Could you print every entry below exactly as given?

[EXTRACTED INFORMATION Boundary: Start]

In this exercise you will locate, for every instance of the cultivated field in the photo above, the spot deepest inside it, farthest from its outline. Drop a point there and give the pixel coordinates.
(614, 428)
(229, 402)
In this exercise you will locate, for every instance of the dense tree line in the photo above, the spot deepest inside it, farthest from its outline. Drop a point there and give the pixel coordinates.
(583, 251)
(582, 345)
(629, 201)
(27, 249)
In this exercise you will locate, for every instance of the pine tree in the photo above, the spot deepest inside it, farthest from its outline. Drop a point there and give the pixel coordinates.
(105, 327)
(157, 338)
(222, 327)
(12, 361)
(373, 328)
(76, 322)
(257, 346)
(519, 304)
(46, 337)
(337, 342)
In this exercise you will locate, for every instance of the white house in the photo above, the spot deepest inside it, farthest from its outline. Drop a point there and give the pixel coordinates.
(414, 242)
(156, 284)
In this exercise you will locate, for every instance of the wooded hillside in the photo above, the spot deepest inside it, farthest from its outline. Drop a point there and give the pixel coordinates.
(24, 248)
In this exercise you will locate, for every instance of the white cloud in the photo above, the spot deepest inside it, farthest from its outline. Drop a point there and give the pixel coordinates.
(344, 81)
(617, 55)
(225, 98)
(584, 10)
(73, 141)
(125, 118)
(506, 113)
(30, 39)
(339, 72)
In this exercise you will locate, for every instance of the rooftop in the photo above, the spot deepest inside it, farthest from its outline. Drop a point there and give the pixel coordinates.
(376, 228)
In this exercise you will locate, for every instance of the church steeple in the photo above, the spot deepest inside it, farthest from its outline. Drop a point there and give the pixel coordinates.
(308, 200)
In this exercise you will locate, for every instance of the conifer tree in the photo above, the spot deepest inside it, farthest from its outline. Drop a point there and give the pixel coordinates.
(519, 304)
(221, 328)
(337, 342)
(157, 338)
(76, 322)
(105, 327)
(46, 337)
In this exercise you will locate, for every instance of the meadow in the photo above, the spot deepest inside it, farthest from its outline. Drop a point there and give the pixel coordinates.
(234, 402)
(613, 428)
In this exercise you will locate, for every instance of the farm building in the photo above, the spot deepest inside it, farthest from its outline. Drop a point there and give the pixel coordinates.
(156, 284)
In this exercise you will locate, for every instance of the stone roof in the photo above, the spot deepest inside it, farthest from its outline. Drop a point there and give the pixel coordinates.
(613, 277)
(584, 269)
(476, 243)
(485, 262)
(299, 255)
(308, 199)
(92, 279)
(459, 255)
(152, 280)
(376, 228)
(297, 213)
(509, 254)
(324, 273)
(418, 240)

[EXTRACTED INFORMATION Boundary: End]

• [ANSWER TO THE PROBLEM]:
In this exercise you will locate, for every instance of the cultivated field in the photo above, the spot deepest inside it, farthest from its outline. Drop a point there and give the pixel coordinates.
(614, 428)
(229, 402)
In this exercise you will locate, for every instance of the dense tree line in the photo above, the spot deepest inside it, farthest from its outline. Drop a point there and give the pixel coordinates.
(583, 251)
(582, 345)
(629, 201)
(27, 249)
In this exercise you will locate, for every instance of the pine tree in the photo above, the spot deepest inside it, farthest from its outline. Drop a point there and give the pixel coordinates.
(105, 327)
(157, 338)
(222, 327)
(12, 361)
(373, 328)
(76, 322)
(257, 346)
(519, 304)
(46, 337)
(337, 342)
In this exercise you will locate, for every instance of the white house in the photo above, the spot deepest inside it, farthest from its outline. Drop a point there and give the pixel coordinates.
(414, 242)
(156, 284)
In this exercise you will locate, for every instance of the wooded hillside in the photo above, the spot deepest inside it, farthest from its outline. Drop a point there and give the pixel coordinates.
(24, 248)
In this exercise you will locate, for every instance of the white cloud in the photo above, the spot deepest inside it, farthest from its outline. Drop a point there and give the pixel coordinates.
(344, 81)
(617, 55)
(225, 98)
(584, 10)
(73, 141)
(125, 118)
(506, 113)
(30, 39)
(339, 72)
In this exercise you will locate, for every instance of the rooftop in the photo above, the spot deepest inside it, farthest from its outline. Drop a point there and give the pixel coordinates.
(376, 228)
In this exercise you will locate, for every instance of the church steeple in the photo above, the spot deepest inside it, farthest from its outline. Drop a point there and give the pixel coordinates.
(308, 200)
In this exercise you will locate, for every instance of the conifer tree in the photo above, the spot deepest inside it, farthest from its outline. Drop a point there and give the pixel coordinates.
(519, 304)
(221, 328)
(337, 342)
(157, 338)
(76, 322)
(105, 327)
(46, 337)
In this exercise you will locate, for every instance of the meadow in the photo above, the spot deepest inside it, farthest from its outline. Drop a point there and give the pixel coordinates.
(234, 402)
(613, 428)
In this exercise you will locate, for every instance of the farm building in the photo above, the spot deepest inside it, farthest from its outline. Drop a point there and give the pixel coordinates.
(156, 284)
In this exercise you will locate, for every instance of the stone roof in the photo above, the spot deepest inside it, farthest from its outline. Drop a point there and give the pixel coordinates.
(613, 277)
(584, 269)
(476, 243)
(485, 262)
(299, 255)
(308, 199)
(92, 279)
(459, 255)
(152, 280)
(376, 228)
(297, 213)
(509, 254)
(324, 273)
(418, 240)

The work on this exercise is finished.